==== Input material

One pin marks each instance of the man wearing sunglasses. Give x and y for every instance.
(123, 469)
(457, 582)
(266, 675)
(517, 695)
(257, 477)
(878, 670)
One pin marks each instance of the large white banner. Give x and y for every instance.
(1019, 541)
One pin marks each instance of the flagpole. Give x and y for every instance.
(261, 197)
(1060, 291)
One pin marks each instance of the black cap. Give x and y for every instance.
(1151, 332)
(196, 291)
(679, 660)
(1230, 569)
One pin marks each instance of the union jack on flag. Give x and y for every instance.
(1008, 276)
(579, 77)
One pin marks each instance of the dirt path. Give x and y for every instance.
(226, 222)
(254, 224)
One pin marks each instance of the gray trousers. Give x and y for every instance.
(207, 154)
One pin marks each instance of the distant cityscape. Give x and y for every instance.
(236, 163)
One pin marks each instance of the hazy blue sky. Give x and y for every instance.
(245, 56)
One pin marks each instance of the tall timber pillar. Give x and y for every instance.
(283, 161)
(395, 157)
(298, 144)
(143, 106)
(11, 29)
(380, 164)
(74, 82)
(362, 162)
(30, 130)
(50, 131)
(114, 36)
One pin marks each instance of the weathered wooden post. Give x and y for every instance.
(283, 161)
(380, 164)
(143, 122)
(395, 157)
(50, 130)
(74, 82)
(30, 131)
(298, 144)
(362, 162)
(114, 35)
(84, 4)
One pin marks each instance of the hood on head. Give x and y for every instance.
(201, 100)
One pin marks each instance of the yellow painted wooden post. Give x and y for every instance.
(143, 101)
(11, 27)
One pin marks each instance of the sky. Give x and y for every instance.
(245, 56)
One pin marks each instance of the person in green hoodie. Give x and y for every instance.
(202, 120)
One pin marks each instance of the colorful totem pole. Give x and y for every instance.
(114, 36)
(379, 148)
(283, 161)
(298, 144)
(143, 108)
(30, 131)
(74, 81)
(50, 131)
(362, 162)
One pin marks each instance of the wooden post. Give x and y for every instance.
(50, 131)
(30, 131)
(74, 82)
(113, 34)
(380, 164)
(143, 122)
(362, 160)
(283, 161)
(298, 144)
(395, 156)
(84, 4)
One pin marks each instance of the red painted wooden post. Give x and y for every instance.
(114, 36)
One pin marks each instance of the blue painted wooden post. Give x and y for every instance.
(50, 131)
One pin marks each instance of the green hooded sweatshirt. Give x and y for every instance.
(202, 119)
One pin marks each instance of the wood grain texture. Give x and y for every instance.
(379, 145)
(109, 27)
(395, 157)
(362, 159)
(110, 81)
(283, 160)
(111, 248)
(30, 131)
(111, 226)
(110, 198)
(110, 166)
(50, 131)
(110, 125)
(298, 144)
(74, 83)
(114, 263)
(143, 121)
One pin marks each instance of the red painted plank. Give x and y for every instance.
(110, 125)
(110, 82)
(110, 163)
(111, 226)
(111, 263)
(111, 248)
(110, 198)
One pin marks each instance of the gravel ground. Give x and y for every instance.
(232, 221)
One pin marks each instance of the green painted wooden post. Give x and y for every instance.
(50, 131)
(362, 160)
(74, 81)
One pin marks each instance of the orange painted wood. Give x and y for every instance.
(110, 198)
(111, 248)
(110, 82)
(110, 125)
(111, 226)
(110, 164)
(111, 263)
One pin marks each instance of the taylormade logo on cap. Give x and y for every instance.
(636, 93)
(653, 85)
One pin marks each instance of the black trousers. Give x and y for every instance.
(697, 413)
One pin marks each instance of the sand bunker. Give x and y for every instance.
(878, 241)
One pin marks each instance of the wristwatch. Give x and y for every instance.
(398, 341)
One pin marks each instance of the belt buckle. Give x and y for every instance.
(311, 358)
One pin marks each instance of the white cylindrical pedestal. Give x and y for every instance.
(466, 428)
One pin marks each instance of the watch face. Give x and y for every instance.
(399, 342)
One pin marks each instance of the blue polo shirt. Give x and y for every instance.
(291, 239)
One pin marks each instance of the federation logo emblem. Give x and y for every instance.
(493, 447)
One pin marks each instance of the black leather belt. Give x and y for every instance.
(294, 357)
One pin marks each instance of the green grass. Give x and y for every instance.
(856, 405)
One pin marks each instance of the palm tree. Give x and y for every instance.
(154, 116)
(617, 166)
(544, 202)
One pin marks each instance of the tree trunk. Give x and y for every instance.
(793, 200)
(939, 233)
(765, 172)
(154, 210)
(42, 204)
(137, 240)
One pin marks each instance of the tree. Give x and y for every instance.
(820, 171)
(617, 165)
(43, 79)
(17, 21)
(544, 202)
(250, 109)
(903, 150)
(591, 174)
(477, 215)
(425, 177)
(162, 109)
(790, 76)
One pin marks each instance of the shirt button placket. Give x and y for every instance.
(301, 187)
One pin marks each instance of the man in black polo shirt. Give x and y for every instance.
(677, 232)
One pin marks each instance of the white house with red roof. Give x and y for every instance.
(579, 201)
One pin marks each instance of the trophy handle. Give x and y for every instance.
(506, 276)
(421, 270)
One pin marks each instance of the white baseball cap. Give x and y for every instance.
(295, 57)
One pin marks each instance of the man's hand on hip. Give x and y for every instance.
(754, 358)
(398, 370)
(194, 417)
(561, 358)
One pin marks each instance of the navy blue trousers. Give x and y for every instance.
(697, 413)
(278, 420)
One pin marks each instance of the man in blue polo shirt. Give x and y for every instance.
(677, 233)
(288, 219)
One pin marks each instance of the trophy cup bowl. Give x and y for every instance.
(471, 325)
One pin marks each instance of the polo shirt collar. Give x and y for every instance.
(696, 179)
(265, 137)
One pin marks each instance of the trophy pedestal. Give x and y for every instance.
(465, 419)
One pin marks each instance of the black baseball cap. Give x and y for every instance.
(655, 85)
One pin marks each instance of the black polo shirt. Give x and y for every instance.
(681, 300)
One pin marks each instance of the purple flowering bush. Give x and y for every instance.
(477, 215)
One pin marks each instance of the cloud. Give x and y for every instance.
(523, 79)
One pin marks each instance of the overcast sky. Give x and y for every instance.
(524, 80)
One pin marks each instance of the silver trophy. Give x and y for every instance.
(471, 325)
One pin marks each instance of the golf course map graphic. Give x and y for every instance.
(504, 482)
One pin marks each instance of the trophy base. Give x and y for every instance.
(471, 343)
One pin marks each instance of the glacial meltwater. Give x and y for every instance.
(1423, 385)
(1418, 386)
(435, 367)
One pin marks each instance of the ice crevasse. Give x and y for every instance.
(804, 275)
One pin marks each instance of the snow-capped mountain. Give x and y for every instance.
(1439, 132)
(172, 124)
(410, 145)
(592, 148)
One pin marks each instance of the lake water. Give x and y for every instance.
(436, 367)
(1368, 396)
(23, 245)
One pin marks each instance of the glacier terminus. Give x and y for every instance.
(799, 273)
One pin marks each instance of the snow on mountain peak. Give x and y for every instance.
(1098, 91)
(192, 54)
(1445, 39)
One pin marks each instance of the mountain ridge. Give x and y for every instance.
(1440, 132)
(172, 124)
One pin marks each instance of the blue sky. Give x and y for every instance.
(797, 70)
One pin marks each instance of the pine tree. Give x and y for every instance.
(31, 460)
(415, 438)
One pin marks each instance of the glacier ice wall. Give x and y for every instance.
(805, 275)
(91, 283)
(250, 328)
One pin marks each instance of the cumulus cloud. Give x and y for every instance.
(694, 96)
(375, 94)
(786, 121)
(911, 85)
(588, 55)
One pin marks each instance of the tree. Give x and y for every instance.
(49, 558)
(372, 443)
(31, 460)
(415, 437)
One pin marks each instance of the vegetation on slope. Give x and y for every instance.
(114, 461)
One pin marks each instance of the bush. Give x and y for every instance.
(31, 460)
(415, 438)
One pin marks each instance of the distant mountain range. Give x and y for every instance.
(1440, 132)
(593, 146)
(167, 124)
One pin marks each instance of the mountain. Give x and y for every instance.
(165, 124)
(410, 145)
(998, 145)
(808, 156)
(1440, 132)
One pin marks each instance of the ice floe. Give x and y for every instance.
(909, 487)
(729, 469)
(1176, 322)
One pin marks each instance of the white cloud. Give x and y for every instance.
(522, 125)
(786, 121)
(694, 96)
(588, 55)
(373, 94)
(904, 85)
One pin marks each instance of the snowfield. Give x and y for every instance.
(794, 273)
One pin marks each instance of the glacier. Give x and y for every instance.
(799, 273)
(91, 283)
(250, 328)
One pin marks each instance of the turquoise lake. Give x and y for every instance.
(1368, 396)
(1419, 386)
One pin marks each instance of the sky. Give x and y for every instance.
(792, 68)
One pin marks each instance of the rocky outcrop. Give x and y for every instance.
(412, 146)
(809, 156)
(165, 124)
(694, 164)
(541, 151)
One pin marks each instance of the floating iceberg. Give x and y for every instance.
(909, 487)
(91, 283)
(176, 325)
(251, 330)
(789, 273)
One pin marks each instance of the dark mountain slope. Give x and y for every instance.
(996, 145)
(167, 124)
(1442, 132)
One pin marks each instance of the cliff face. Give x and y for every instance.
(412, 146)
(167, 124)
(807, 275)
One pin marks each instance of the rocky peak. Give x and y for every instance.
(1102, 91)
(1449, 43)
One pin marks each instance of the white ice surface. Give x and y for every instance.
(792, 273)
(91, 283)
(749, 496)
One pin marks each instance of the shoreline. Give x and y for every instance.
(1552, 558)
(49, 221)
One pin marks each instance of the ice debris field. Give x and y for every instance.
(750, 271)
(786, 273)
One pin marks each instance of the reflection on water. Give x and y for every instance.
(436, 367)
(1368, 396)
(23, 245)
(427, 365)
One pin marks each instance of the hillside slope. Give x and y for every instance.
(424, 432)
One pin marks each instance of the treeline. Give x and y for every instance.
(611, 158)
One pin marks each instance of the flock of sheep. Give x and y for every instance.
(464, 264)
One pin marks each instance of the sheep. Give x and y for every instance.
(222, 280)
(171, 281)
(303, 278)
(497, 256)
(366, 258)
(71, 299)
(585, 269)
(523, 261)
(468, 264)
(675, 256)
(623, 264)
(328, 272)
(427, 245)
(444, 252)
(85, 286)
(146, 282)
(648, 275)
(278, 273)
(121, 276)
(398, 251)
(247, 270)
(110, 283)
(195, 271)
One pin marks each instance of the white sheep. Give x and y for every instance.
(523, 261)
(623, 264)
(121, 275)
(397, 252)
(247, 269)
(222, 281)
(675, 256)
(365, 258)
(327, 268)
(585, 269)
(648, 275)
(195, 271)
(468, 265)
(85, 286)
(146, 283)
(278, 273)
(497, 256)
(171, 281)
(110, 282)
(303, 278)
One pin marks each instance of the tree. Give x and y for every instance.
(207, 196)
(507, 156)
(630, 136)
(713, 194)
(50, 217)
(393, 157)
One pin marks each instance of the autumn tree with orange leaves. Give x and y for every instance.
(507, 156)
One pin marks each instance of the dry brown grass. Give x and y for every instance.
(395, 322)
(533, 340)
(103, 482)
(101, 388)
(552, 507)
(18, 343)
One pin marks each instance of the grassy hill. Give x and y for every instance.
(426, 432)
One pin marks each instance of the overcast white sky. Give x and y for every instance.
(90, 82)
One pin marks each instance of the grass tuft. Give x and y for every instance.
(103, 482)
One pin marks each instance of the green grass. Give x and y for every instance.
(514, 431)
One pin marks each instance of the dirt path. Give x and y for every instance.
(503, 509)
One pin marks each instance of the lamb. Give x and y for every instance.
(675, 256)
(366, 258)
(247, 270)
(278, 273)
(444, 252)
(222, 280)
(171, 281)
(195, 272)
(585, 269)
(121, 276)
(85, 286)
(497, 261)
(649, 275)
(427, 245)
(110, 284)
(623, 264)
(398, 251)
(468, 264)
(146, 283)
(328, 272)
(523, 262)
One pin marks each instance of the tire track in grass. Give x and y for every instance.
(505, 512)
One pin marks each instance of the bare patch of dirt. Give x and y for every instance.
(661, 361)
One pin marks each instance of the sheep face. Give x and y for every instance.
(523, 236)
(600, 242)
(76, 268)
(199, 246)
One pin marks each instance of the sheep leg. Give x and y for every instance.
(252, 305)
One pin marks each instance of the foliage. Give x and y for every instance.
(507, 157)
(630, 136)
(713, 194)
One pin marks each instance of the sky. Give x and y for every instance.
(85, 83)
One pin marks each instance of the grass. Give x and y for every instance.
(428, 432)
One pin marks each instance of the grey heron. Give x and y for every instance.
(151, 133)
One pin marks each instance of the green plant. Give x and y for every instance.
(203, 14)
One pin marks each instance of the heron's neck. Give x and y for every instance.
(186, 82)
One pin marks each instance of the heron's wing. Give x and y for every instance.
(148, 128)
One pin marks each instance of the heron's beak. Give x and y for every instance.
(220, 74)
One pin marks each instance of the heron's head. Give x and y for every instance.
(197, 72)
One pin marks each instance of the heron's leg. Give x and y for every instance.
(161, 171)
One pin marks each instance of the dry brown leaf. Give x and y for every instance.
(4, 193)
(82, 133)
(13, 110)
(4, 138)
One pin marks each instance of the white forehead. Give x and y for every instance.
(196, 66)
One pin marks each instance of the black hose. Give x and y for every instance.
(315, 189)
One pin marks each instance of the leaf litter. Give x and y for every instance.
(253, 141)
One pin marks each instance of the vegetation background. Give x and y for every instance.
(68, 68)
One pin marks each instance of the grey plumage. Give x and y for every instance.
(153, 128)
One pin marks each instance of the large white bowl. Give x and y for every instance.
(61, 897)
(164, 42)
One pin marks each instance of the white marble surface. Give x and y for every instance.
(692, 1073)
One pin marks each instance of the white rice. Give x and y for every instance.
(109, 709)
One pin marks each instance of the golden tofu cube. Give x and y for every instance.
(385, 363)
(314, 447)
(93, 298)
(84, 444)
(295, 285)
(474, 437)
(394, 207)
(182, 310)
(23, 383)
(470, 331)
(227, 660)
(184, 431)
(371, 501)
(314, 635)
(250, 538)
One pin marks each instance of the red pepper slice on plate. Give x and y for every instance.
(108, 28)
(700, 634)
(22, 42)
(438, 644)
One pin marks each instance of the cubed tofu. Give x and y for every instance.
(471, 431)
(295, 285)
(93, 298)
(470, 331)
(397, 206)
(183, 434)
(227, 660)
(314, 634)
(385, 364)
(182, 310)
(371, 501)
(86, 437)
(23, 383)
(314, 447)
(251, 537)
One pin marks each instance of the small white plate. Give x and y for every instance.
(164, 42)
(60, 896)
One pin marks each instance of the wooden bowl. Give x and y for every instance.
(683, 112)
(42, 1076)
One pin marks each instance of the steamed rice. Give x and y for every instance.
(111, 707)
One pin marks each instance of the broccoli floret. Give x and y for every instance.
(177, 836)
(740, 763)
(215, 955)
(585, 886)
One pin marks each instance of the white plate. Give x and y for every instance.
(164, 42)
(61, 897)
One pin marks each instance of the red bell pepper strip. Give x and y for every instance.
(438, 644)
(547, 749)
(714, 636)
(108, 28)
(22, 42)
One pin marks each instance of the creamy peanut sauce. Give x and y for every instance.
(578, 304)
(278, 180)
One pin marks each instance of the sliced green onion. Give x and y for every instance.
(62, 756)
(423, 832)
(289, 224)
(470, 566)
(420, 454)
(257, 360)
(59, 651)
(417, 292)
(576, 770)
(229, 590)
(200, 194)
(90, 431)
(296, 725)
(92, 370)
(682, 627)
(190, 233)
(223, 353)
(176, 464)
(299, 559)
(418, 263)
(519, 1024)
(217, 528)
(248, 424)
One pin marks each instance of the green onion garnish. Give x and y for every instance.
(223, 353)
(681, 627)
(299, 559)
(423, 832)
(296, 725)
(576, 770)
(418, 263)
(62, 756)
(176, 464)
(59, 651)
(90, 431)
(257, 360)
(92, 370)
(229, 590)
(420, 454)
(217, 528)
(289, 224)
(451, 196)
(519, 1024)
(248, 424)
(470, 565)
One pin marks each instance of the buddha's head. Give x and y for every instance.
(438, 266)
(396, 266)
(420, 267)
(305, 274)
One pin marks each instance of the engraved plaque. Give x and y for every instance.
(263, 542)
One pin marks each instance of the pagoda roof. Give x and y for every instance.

========

### Task item
Every line from the one containing "One pin marks each instance of the engraved" through the final line of the data above is to be restated word for word, and nothing more.

### Answer section
One pin marks each instance of the engraved plaque. Give x and y for every instance.
(263, 542)
One pin marks each instance of the pagoda roof. Give x and y for every instance.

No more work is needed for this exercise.